» What this exercise asks:
a) In the abstract on DnaK expression in E. coli, what method was used to evaluate DnaK expression?
b) Carry the abstract on DnaK expression in E. coli further, continuing after its last sentence.

Discipline: Biological Sciences
Subcategory: Microbiology/Immunology/Virology
Session: 2
Room: Exhibit Hall
Mckenzie Young - Oakwood University
Co-Author(s): Breanne Charles, Oakwood University, Huntsville, AL; Jalen Joseph, Oakwood University, Huntsville, AL; Elaine Vanterpool, PhD, Oakwood University, Huntsville, AL.
Bacterial pathogens have regulatory and global regulating pathways which ensures survival in the host. Folding of proteins, including virulence factors, are critical in survival and adaptability to the environment. Escherichia coli is a common colonizer of the gastrointestinal system. The E. coli strains that normally colonize generally do not cause issues. There are however strains or serotypes of E. coli which are considered highly pathogenic and can cause infections including enterocolitis, meningitis, and hemolytic uremic syndrome. Chaperones, like DnaK, contributes to folding of toxins, essential proteins, and other virulence factors that promotes its pathogenicity. It is imperative that we identify ways of reducing the pathogenicity or survival processes of pathogenic strains of E. coli. To investigate the virulence or survival mechanisms, targeting protein expression of chaperone DnaK was evaluated. In this study, we hypothesize that silver nanoparticle (AgNPs), cuminaldehyde and cinnamaldehyde will inhibit the expression of the chaperone DnaK. By altering its expression, the virulence mechanisms of E. coli may be compromised. To test this hypothesis, E. coli was grown in serially diluted AgNPs, cinnamaldehyde, or cuminaldehyde. Growth was evaluated by a spectrophotometer at an optical density 600nm and samples from subinhibitory concentration were harvested, lysed, and total proteins were quantified. Chaperone DnaK expression was evaluated by ELISA using DnaK-specific antibodies. Untreated bacterial samples were used as negative controls. Results show that subinhibitory concentrations of cinnamaldehyde and the AgNP decreased the expression of the DnaK. However, in the presence of the cuminaldehyde, there was an upregulation the expression of DnaK by 150%. The modulation in the expression of the DnaK will be further analyzed for its role in E. coli virulence.

(Region pointing data)
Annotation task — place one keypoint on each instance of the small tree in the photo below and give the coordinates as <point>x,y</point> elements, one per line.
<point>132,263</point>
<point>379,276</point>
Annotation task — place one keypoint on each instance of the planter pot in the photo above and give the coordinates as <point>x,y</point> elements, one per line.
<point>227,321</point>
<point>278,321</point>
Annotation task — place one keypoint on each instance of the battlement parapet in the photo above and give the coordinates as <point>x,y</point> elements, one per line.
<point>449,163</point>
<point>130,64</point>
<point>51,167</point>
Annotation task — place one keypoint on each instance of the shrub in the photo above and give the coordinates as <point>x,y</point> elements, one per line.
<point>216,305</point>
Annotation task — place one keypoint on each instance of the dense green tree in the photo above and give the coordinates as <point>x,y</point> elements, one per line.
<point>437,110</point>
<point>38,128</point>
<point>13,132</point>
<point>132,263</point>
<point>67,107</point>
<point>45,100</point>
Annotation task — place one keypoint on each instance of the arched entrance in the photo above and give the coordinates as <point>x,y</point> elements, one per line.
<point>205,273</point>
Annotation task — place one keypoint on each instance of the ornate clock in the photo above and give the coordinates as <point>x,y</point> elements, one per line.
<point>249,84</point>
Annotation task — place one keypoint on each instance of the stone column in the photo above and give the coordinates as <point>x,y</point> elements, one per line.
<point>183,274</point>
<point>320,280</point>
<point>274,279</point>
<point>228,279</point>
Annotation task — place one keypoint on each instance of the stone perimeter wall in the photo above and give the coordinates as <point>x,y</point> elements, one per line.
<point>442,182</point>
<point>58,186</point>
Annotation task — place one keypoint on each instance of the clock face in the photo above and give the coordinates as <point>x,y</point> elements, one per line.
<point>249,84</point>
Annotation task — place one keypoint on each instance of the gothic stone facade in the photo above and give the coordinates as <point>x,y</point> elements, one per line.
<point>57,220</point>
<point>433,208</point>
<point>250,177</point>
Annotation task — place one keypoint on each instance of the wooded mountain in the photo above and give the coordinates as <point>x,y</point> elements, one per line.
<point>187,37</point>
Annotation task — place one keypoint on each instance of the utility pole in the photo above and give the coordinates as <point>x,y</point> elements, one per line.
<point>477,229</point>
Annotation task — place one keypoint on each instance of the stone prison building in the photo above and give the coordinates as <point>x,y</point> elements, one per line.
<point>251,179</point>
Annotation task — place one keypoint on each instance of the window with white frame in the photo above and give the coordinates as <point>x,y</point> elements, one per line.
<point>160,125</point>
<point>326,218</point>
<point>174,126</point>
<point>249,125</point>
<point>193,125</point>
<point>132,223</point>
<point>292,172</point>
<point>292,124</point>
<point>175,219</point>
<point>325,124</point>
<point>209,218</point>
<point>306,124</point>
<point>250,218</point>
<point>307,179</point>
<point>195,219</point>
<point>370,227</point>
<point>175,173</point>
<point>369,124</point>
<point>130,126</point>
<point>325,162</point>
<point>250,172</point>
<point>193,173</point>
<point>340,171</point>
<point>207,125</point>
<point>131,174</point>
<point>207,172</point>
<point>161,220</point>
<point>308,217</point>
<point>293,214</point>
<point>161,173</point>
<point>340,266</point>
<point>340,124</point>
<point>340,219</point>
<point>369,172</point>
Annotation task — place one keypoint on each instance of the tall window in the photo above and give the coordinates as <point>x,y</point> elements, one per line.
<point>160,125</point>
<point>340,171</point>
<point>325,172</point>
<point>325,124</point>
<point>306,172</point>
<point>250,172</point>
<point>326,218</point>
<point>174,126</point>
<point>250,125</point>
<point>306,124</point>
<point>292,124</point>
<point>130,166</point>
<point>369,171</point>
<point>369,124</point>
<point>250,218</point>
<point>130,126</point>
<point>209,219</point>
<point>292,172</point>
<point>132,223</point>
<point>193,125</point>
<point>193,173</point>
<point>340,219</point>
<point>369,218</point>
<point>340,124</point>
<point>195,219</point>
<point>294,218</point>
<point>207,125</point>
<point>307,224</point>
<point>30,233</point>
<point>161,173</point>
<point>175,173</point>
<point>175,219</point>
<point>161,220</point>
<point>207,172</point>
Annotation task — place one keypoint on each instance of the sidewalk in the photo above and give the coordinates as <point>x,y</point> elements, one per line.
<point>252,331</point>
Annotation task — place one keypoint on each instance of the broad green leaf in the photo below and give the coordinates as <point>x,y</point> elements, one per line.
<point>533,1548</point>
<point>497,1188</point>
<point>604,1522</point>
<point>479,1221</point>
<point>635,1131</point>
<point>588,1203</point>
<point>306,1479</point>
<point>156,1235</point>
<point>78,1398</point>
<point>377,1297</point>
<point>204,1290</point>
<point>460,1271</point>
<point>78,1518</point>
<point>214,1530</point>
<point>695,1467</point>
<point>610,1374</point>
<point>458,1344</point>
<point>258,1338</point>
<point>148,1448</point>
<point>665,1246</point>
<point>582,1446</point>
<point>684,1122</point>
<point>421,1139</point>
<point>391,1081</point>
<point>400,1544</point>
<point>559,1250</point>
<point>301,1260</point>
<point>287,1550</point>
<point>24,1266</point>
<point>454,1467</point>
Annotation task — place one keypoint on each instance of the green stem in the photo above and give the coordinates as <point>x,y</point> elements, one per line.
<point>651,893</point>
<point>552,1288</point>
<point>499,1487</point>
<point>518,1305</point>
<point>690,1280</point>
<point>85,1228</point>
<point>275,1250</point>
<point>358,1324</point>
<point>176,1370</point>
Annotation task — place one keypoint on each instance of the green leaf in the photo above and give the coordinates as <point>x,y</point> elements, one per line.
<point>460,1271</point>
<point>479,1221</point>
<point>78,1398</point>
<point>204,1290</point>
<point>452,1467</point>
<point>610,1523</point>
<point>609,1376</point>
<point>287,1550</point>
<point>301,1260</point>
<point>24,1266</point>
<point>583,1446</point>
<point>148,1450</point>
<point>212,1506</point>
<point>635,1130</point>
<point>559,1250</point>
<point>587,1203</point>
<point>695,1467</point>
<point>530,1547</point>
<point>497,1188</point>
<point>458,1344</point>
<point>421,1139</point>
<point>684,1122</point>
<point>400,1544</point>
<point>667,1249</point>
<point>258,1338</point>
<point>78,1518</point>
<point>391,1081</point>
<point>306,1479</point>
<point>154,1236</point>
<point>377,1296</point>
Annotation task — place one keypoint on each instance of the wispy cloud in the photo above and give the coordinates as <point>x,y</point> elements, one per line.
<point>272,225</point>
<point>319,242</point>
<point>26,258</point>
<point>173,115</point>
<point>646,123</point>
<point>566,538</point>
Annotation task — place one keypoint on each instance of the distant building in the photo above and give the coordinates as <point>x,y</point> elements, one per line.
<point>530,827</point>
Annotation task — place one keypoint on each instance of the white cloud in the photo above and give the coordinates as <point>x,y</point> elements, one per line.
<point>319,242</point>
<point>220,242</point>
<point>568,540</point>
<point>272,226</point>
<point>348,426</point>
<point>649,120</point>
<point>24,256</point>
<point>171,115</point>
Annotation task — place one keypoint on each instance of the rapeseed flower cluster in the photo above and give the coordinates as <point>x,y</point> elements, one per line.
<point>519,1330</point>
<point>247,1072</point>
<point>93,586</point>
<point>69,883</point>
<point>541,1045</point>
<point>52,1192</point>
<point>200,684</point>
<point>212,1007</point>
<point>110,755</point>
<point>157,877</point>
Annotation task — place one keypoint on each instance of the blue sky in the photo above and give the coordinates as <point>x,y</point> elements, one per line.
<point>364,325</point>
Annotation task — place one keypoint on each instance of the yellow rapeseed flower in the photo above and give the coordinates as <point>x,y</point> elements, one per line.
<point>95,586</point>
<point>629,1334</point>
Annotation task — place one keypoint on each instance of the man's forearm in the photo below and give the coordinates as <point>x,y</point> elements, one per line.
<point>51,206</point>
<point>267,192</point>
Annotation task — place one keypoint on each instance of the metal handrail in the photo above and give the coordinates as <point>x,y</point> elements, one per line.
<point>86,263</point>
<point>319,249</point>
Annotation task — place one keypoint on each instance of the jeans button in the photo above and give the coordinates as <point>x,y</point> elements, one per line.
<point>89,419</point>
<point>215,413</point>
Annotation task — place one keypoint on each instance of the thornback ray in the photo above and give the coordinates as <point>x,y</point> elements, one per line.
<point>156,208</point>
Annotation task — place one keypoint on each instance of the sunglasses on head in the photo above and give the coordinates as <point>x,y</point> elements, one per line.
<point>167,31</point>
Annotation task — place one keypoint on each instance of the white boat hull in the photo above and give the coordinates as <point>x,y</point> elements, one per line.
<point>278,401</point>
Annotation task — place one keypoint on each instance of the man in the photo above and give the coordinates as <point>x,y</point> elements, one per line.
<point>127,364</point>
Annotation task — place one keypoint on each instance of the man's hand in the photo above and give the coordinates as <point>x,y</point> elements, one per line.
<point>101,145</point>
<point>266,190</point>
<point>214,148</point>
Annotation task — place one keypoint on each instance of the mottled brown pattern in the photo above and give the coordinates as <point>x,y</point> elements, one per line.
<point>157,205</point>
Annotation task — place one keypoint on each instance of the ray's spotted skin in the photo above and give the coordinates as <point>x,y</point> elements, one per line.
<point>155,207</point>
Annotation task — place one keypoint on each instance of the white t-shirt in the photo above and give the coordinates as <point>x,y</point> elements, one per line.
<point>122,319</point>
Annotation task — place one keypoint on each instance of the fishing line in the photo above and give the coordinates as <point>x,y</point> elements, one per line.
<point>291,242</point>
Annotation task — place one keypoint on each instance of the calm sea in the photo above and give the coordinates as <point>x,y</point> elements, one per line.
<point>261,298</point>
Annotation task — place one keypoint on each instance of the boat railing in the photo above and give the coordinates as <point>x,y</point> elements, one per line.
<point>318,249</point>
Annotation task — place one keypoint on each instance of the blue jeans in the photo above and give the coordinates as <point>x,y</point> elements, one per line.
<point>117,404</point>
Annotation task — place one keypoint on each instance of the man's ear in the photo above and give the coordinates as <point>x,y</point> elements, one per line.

» Answers per task:
a) ELISA using DnaK-specific antibodies.

b)
Funder Acknowledgement(s): We would like to acknowledge Oakwood University, Department of Biological Sciences, Chemistry Department, ALSAMP, and the UNCF Henry C. McBay Fellowship awarded to Dr. Elaine Vanterpool.
Faculty Advisor: Dr. Elaine Vanterpool, PhD, evanterpool@oakwood.edu
Role: For this research, I made agar plates and streaked E.coli on them to grow the bacteria. I was able to use gram staining to confirm the proper growth for my bacteria. The bacteria was then treated with silver nanoparticles and other natural compounds. An optical density reading was then perform the gage the growth of the bacteria. ELISA was used to analyze the protein expression of the E.coli. I harvested the cells and lysed them and analysis the expression of the Bacteria.